#### Records provided ####
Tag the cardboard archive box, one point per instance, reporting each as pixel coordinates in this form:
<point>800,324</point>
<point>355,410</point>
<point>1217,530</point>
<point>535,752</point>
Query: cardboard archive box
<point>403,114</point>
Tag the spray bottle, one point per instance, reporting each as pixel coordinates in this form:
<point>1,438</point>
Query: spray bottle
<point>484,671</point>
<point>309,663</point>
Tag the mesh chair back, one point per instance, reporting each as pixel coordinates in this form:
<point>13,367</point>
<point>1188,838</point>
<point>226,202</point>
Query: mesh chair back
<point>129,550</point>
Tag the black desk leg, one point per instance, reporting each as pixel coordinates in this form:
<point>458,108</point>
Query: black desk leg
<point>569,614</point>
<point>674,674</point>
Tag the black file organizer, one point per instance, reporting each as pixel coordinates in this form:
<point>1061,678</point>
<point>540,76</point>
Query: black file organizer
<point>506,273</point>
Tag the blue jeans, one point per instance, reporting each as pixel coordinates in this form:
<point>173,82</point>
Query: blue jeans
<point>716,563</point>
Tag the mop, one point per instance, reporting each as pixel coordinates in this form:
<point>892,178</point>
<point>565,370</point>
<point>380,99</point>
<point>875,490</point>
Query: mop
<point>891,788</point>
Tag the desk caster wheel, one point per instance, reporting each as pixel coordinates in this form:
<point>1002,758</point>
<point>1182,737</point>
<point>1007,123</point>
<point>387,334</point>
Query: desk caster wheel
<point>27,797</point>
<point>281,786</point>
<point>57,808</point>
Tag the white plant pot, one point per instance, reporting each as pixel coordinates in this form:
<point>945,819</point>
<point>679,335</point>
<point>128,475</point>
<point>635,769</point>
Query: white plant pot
####
> _Goal_
Could you extract every line of the data above and reproduce each one exactly, character for character?

> _Solution_
Tag the cardboard archive box, one point per instance, reporting each as pixel coordinates in this form:
<point>800,324</point>
<point>355,410</point>
<point>1217,530</point>
<point>535,752</point>
Query: cardboard archive box
<point>403,114</point>
Tag the spray bottle, one point per instance, reporting each as pixel coordinates in this form:
<point>1,438</point>
Query: spray bottle
<point>484,671</point>
<point>309,663</point>
Tag the mesh chair back, one point per instance, reporting each as pixel coordinates in this form:
<point>13,367</point>
<point>1188,838</point>
<point>226,202</point>
Query: mesh chair back
<point>129,550</point>
Tag the black desk leg, one point per instance, reporting each as pixel coordinates in this form:
<point>458,108</point>
Query: black desk leg
<point>569,614</point>
<point>674,674</point>
Tag the black file organizer, one point per instance, reporting each as pixel coordinates in this form:
<point>1061,678</point>
<point>540,76</point>
Query: black file organizer
<point>506,273</point>
Tag the blue jeans, one point per instance, reporting each as pixel coordinates in this form:
<point>173,82</point>
Query: blue jeans
<point>716,563</point>
Tag the mop, one point per instance, reporting each as pixel coordinates in this form:
<point>892,178</point>
<point>565,370</point>
<point>380,99</point>
<point>875,490</point>
Query: mop
<point>891,788</point>
Tag the desk caster wheel, one point per instance, reporting each as pixel coordinates in this form:
<point>1002,758</point>
<point>1182,737</point>
<point>1007,123</point>
<point>387,334</point>
Query: desk caster wheel
<point>27,797</point>
<point>281,786</point>
<point>57,808</point>
Tag the white plant pot, one point per instance, reporting each as pixel coordinates in this form:
<point>945,819</point>
<point>679,335</point>
<point>128,475</point>
<point>635,769</point>
Query: white plant pot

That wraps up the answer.